Document section -

######

The witness borne of him after his death, by those who had heard his testimony to Jesus, was, “John did no miracle: but all things that John spake of this Man were true.” John 10:41. It was not given to John to call down fire from heaven, or to raise the dead, as Elijah did, nor to wield Moses’ rod of power in the name of God. He was sent to herald the Saviour’s advent, and to call upon the people to prepare for His coming. So faithfully did he fulfill his mission, that as the people recalled what he had taught them of Jesus, they could say, “All things that John spake of this Man were true.” Such witness to Christ every disciple of the Master is called upon to bear.
As the Messiah’s herald, John was “much more than a prophet.” For while prophets had seen from afar Christ’s advent, to John it was given to behold Him, to hear the testimony from heaven to His Messiahship, and to present Him to Israel as the Sent of God. Yet Jesus said, “He that is least in the kingdom of heaven is greater than he.”
The prophet John was the connecting link between the two dispensations. As God’s representative he stood forth to show the relation of the law and the prophets to the Christian dispensation. He was the lesser light, which was to be followed by a greater. The mind of John was illuminated by the Holy Spirit, that he might shed light upon his people; but no other light ever has shone or ever will shine so clearly upon fallen man as that which emanated from the teaching and example of Jesus. Christ and His mission had been but dimly understood as typified in the shadowy sacrifices. Even John had not fully comprehended the future, immortal life through the Saviour.
Aside from the joy that John found in his mission, his life had been one of sorrow. His voice had been seldom heard except in the wilderness. His was a lonely lot. And he was not permitted to see the result of his own labors. It was not his privilege to be with Christ and witness the manifestation of divine power attending the greater light. It was not for him to see the blind restored to sight, the sick healed, and the dead raised to life. He did not behold the light that shone through every word of Christ, shedding glory upon the promises of prophecy. The least disciple who saw Christ’s mighty works and heard His words was in this sense more highly privileged than John the Baptist, and therefore is said to have been greater than he.
Through the vast throngs that had listened to John’s preaching, his fame had spread throughout the land. A deep interest was felt as to the result of his imprisonment. Yet his blameless life, and the strong public sentiment in his favor, led to the belief that no violent measures would be taken against him.
Herod believed John to be a prophet of God, and he fully intended to set him at liberty. But he delayed his purpose from fear of Herodias.

######

List of tasks -
1. Condense the paragraph of the passage on John the Baptist that begins "Aside from the joy that John found in his mission" into a shorter version that keeps its main facts.
2. Continue the passage on John the Baptist, starting immediately after its final sentence.

######

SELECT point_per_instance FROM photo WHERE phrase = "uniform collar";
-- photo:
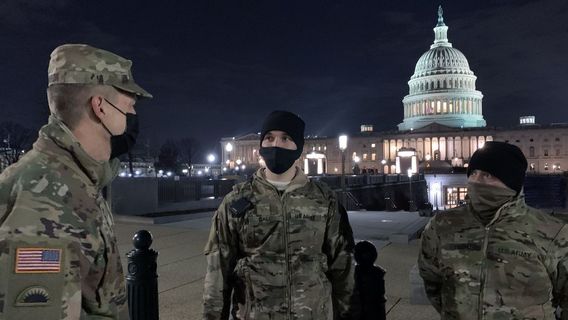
(517, 202)
(56, 138)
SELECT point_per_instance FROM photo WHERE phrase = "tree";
(168, 157)
(188, 147)
(15, 141)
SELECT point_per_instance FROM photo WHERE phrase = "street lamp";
(410, 198)
(229, 148)
(343, 147)
(436, 190)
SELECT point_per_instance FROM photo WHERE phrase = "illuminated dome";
(442, 88)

######

Exercise answers -
1. Apart from the joy of his mission, John's life was one of sorrow and loneliness, and his voice was seldom heard outside the wilderness. He was not permitted to see the results of his own labors, to be with Christ, or to witness the blind restored to sight, the sick healed, and the dead raised. Nor did he see the light that shone through Christ's words upon the promises of prophecy. For this reason, the least disciple who saw Christ's works and heard His words was more highly privileged than John the Baptist and is said to have been greater than he.

2.
Herodias knew that by direct measures she could never win Herod’s consent to the death of John, and she resolved to accomplish her purpose by stratagem. On the king’s birthday an entertainment was to be given to the officers of state and the nobles of the court. There would be feasting and drunkenness. Herod would thus be thrown off his guard, and might then be influenced according to her will.
When the great day arrived, and the king with his lords was feasting and drinking, Herodias sent her daughter into the banqueting hall to dance for the entertainment of the guests. Salome was in the first flush of womanhood, and her voluptuous beauty captivated the senses of the lordly revelers. It was not customary for the ladies of the court to appear at these festivities, and a flattering compliment was paid to Herod when this daughter of Israel’s priests and princes danced for the amusement of his guests.
The king was dazed with wine. Passion held sway, and reason was dethroned. He saw only the hall of pleasure, with its reveling guests, the banquet table, the sparkling wine and the flashing lights, and the young girl dancing before him. In the recklessness of the moment, he desired to make some display that would exalt him before the great men of his realm. With an oath he promised to give the daughter of Herodias whatever she might ask, even to the half of his kingdom.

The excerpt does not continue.